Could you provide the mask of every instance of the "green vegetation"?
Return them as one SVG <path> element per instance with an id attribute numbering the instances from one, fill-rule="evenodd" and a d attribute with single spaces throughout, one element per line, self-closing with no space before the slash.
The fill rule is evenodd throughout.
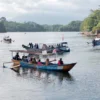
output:
<path id="1" fill-rule="evenodd" d="M 0 18 L 3 22 L 3 27 L 7 32 L 60 32 L 60 31 L 79 31 L 81 21 L 72 21 L 68 25 L 39 25 L 34 22 L 18 23 L 7 21 L 5 17 Z M 2 28 L 2 27 L 1 27 Z M 4 29 L 2 28 L 2 29 Z M 0 29 L 0 31 L 2 31 Z"/>
<path id="2" fill-rule="evenodd" d="M 95 33 L 100 30 L 100 10 L 92 10 L 91 14 L 84 19 L 81 24 L 81 31 L 92 31 Z"/>

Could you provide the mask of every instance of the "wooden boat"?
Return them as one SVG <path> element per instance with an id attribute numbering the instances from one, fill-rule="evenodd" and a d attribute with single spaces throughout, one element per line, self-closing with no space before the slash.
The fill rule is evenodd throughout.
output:
<path id="1" fill-rule="evenodd" d="M 52 53 L 54 49 L 57 50 L 57 54 L 63 54 L 64 52 L 70 52 L 70 48 L 67 45 L 67 42 L 61 42 L 58 46 L 56 47 L 46 47 L 45 50 L 47 50 L 48 53 Z M 35 47 L 30 48 L 29 46 L 22 45 L 23 48 L 25 48 L 28 51 L 34 51 L 34 52 L 39 52 L 42 53 L 44 49 L 36 49 Z"/>
<path id="2" fill-rule="evenodd" d="M 76 63 L 70 63 L 70 64 L 64 64 L 64 65 L 58 66 L 58 64 L 51 63 L 50 65 L 46 66 L 45 64 L 34 65 L 34 64 L 29 64 L 24 61 L 20 61 L 20 66 L 22 68 L 36 68 L 36 69 L 40 69 L 40 70 L 62 71 L 62 72 L 70 71 L 75 65 L 76 65 Z"/>
<path id="3" fill-rule="evenodd" d="M 20 60 L 14 60 L 12 59 L 13 65 L 20 65 Z"/>

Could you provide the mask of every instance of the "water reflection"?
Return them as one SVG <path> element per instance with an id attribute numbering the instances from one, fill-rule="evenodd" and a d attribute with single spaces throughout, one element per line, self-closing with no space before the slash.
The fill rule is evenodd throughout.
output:
<path id="1" fill-rule="evenodd" d="M 13 68 L 13 71 L 17 72 L 17 75 L 24 77 L 26 79 L 37 79 L 43 80 L 44 83 L 51 83 L 58 80 L 59 84 L 63 81 L 74 82 L 74 78 L 70 73 L 56 72 L 56 71 L 43 71 L 37 69 L 27 69 L 27 68 Z"/>

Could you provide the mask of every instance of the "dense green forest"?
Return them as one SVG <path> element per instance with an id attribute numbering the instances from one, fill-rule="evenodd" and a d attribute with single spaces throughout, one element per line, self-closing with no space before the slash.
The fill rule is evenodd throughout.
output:
<path id="1" fill-rule="evenodd" d="M 81 31 L 87 31 L 95 33 L 97 30 L 100 30 L 100 10 L 92 10 L 91 14 L 84 19 L 81 24 Z"/>
<path id="2" fill-rule="evenodd" d="M 0 20 L 3 22 L 5 26 L 4 28 L 7 32 L 79 31 L 81 25 L 81 21 L 72 21 L 68 25 L 39 25 L 34 22 L 18 23 L 13 21 L 7 21 L 5 17 L 2 17 Z"/>

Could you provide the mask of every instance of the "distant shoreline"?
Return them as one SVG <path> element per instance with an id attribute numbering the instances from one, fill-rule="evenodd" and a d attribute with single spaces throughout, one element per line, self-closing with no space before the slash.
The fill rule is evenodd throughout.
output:
<path id="1" fill-rule="evenodd" d="M 81 34 L 85 36 L 96 36 L 97 34 L 93 34 L 92 32 L 81 32 Z"/>

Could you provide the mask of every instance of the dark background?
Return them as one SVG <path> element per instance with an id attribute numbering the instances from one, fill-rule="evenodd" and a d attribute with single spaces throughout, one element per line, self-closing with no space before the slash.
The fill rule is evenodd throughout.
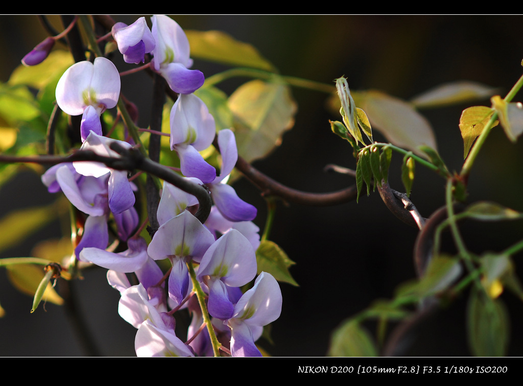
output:
<path id="1" fill-rule="evenodd" d="M 140 15 L 141 16 L 141 15 Z M 115 16 L 128 24 L 138 17 Z M 224 31 L 254 45 L 284 75 L 330 83 L 345 75 L 353 90 L 377 88 L 404 99 L 441 83 L 458 80 L 498 87 L 506 94 L 522 73 L 521 16 L 173 16 L 186 29 Z M 35 16 L 0 16 L 0 62 L 5 82 L 20 59 L 46 37 Z M 193 68 L 209 76 L 224 67 L 195 60 Z M 140 109 L 140 126 L 147 127 L 151 86 L 137 75 L 122 81 L 122 92 Z M 244 80 L 240 80 L 243 81 Z M 230 92 L 237 86 L 226 83 Z M 136 90 L 139 90 L 138 92 Z M 254 166 L 275 179 L 304 191 L 328 192 L 354 181 L 323 172 L 327 164 L 354 168 L 348 144 L 332 134 L 328 120 L 338 120 L 325 107 L 325 94 L 293 89 L 298 103 L 294 128 L 266 159 Z M 515 100 L 521 100 L 517 96 Z M 476 104 L 490 105 L 488 100 Z M 463 143 L 458 126 L 461 111 L 471 104 L 423 111 L 433 126 L 438 150 L 451 169 L 462 165 Z M 383 138 L 377 134 L 379 140 Z M 523 211 L 523 149 L 494 129 L 480 154 L 470 179 L 470 201 L 497 201 Z M 393 188 L 401 190 L 401 157 L 393 156 Z M 505 165 L 510 166 L 506 166 Z M 444 203 L 444 181 L 420 166 L 416 168 L 412 198 L 428 217 Z M 258 208 L 255 220 L 263 229 L 266 211 L 259 192 L 245 180 L 235 185 L 238 195 Z M 19 208 L 52 202 L 39 177 L 19 175 L 0 190 L 0 215 Z M 468 223 L 463 233 L 477 253 L 501 251 L 521 239 L 521 222 Z M 28 256 L 39 240 L 60 235 L 50 226 L 2 257 Z M 270 235 L 297 264 L 291 272 L 300 284 L 281 285 L 281 316 L 272 324 L 274 345 L 260 345 L 276 356 L 323 356 L 330 334 L 346 318 L 378 298 L 391 298 L 401 283 L 415 277 L 412 249 L 417 232 L 397 220 L 377 192 L 359 203 L 311 208 L 280 203 Z M 0 235 L 0 237 L 2 235 Z M 514 256 L 516 263 L 521 254 Z M 520 275 L 522 273 L 520 269 Z M 92 329 L 94 343 L 105 356 L 134 356 L 136 330 L 117 313 L 119 296 L 107 284 L 106 270 L 85 273 L 74 283 L 82 315 Z M 47 304 L 30 314 L 32 299 L 20 294 L 0 270 L 0 355 L 85 355 L 63 307 Z M 404 356 L 467 356 L 467 293 L 423 323 L 400 354 Z M 523 356 L 521 300 L 502 298 L 511 319 L 509 356 Z M 179 324 L 181 323 L 178 322 Z M 367 326 L 374 332 L 375 326 Z"/>

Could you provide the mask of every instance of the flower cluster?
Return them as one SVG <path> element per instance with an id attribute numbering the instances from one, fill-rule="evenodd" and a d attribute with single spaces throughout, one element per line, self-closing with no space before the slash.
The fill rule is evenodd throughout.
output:
<path id="1" fill-rule="evenodd" d="M 109 270 L 109 283 L 121 294 L 119 313 L 138 329 L 138 356 L 212 355 L 209 333 L 201 328 L 207 310 L 215 333 L 233 356 L 260 356 L 255 342 L 263 326 L 279 317 L 281 294 L 269 274 L 256 277 L 259 230 L 252 222 L 256 209 L 226 184 L 238 158 L 234 134 L 229 129 L 218 132 L 222 164 L 217 175 L 200 153 L 217 135 L 214 118 L 193 94 L 203 84 L 203 74 L 189 69 L 189 42 L 179 26 L 165 15 L 152 20 L 151 30 L 142 17 L 130 26 L 116 24 L 112 35 L 126 62 L 139 63 L 145 54 L 152 54 L 154 70 L 179 94 L 170 112 L 170 149 L 178 154 L 185 178 L 210 192 L 214 205 L 207 221 L 202 224 L 194 215 L 196 197 L 164 182 L 157 212 L 159 228 L 147 245 L 133 234 L 139 223 L 134 207 L 137 188 L 127 172 L 78 161 L 51 167 L 42 181 L 50 192 L 62 191 L 85 214 L 76 256 Z M 57 104 L 67 114 L 82 115 L 81 150 L 118 157 L 111 144 L 132 147 L 103 135 L 100 116 L 117 105 L 119 93 L 118 71 L 103 57 L 77 63 L 61 78 Z M 108 250 L 111 226 L 116 226 L 118 241 L 127 244 L 126 251 Z M 165 259 L 171 266 L 166 281 L 155 261 Z M 139 284 L 131 285 L 126 275 L 131 273 Z M 252 288 L 243 293 L 241 287 L 255 278 Z M 203 310 L 196 300 L 195 286 L 205 294 Z M 173 314 L 182 308 L 192 317 L 188 344 L 175 333 Z"/>

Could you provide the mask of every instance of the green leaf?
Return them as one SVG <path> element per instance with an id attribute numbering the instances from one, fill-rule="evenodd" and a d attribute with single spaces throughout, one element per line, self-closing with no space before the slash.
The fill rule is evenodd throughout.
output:
<path id="1" fill-rule="evenodd" d="M 214 118 L 217 130 L 232 127 L 233 117 L 229 108 L 227 95 L 215 87 L 200 87 L 195 95 L 203 101 Z"/>
<path id="2" fill-rule="evenodd" d="M 278 281 L 298 286 L 298 284 L 291 276 L 289 268 L 296 263 L 277 244 L 269 240 L 262 241 L 256 249 L 256 262 L 258 274 L 262 271 L 270 274 Z"/>
<path id="3" fill-rule="evenodd" d="M 501 300 L 472 291 L 467 314 L 469 345 L 472 354 L 478 357 L 505 356 L 509 319 Z"/>
<path id="4" fill-rule="evenodd" d="M 9 84 L 12 85 L 27 85 L 40 89 L 50 82 L 60 78 L 74 63 L 68 51 L 56 50 L 40 64 L 27 67 L 20 64 L 11 74 Z"/>
<path id="5" fill-rule="evenodd" d="M 416 108 L 439 107 L 489 98 L 496 89 L 481 83 L 460 81 L 445 83 L 411 99 Z"/>
<path id="6" fill-rule="evenodd" d="M 423 276 L 418 280 L 408 282 L 396 291 L 395 297 L 415 297 L 421 300 L 448 288 L 462 272 L 459 261 L 451 256 L 440 255 L 429 262 Z"/>
<path id="7" fill-rule="evenodd" d="M 361 130 L 363 130 L 363 132 L 365 133 L 365 135 L 367 135 L 367 138 L 369 139 L 371 142 L 373 142 L 374 140 L 372 139 L 372 128 L 370 126 L 370 122 L 369 121 L 369 118 L 367 118 L 365 111 L 359 107 L 356 107 L 356 119 L 358 121 L 358 124 L 359 125 L 359 127 L 361 128 Z"/>
<path id="8" fill-rule="evenodd" d="M 510 141 L 515 142 L 523 133 L 523 104 L 520 102 L 507 103 L 499 95 L 492 97 L 491 101 L 505 133 Z"/>
<path id="9" fill-rule="evenodd" d="M 459 129 L 463 138 L 464 158 L 467 158 L 474 140 L 481 134 L 493 113 L 492 109 L 484 106 L 473 106 L 463 110 L 459 119 Z M 494 126 L 497 124 L 496 121 Z"/>
<path id="10" fill-rule="evenodd" d="M 510 256 L 486 253 L 482 257 L 480 262 L 483 273 L 481 283 L 488 296 L 495 299 L 503 291 L 502 277 L 511 268 Z"/>
<path id="11" fill-rule="evenodd" d="M 389 168 L 391 166 L 392 159 L 392 149 L 388 146 L 383 146 L 380 154 L 380 169 L 383 180 L 386 183 L 389 180 Z"/>
<path id="12" fill-rule="evenodd" d="M 56 218 L 59 207 L 52 204 L 13 211 L 0 220 L 0 252 L 16 245 Z"/>
<path id="13" fill-rule="evenodd" d="M 411 195 L 412 183 L 414 181 L 414 167 L 415 163 L 412 157 L 406 155 L 403 158 L 403 163 L 401 165 L 401 180 L 405 187 L 405 191 L 407 196 Z"/>
<path id="14" fill-rule="evenodd" d="M 266 156 L 294 125 L 297 107 L 288 86 L 255 80 L 229 97 L 238 154 L 248 162 Z"/>
<path id="15" fill-rule="evenodd" d="M 367 330 L 354 320 L 336 328 L 331 337 L 329 357 L 376 357 L 378 350 Z"/>
<path id="16" fill-rule="evenodd" d="M 376 90 L 358 92 L 356 100 L 365 110 L 372 128 L 389 142 L 425 156 L 422 145 L 437 149 L 436 138 L 427 119 L 408 103 Z"/>
<path id="17" fill-rule="evenodd" d="M 12 264 L 5 266 L 7 269 L 7 277 L 15 288 L 22 293 L 33 296 L 40 282 L 44 277 L 43 267 L 32 264 Z M 48 283 L 43 293 L 43 299 L 59 305 L 63 304 L 61 298 Z"/>
<path id="18" fill-rule="evenodd" d="M 329 123 L 331 123 L 331 130 L 332 130 L 332 132 L 334 134 L 340 137 L 344 140 L 346 140 L 350 144 L 350 146 L 353 148 L 353 155 L 356 158 L 358 154 L 358 151 L 359 150 L 359 146 L 358 146 L 357 143 L 354 139 L 354 138 L 349 133 L 347 128 L 345 127 L 345 125 L 339 121 L 329 120 Z"/>
<path id="19" fill-rule="evenodd" d="M 480 221 L 499 221 L 516 220 L 523 217 L 519 212 L 506 208 L 497 202 L 479 201 L 471 205 L 463 214 L 467 217 Z"/>
<path id="20" fill-rule="evenodd" d="M 25 86 L 0 84 L 0 116 L 9 125 L 30 121 L 40 115 L 34 97 Z"/>
<path id="21" fill-rule="evenodd" d="M 370 168 L 374 176 L 374 188 L 376 185 L 381 186 L 381 179 L 383 175 L 380 167 L 380 149 L 377 146 L 371 146 L 369 149 L 370 153 Z"/>
<path id="22" fill-rule="evenodd" d="M 356 107 L 349 90 L 347 80 L 343 76 L 336 80 L 336 88 L 338 91 L 338 96 L 342 104 L 342 108 L 339 110 L 343 118 L 343 122 L 347 127 L 350 135 L 356 140 L 356 144 L 359 142 L 363 143 L 358 126 L 358 118 L 356 115 Z M 363 143 L 364 144 L 364 143 Z"/>
<path id="23" fill-rule="evenodd" d="M 235 66 L 276 71 L 253 46 L 236 40 L 221 31 L 186 30 L 191 57 Z"/>
<path id="24" fill-rule="evenodd" d="M 438 167 L 440 174 L 446 177 L 450 176 L 450 173 L 449 172 L 448 169 L 447 168 L 445 163 L 439 156 L 438 152 L 428 146 L 420 146 L 419 150 L 427 154 L 429 160 Z"/>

■ **Your task**
Find every line in the entries above that contains the word "Could" and copy each one in full.

■ **Written solution**
Could you provide the mask of every instance of the "green vegetation"?
Could you provide the mask of every instance of the "wooden boat"?
Could you provide the mask of every instance of the "water reflection"?
Could you provide the mask of every instance of the "dense green forest"?
Could you provide the mask of every instance of the "distant shoreline"?
Could you provide the mask of every instance of the dark background?
Could you provide the mask of every instance of the flower cluster?
Could you provide the mask of every instance of the green leaf?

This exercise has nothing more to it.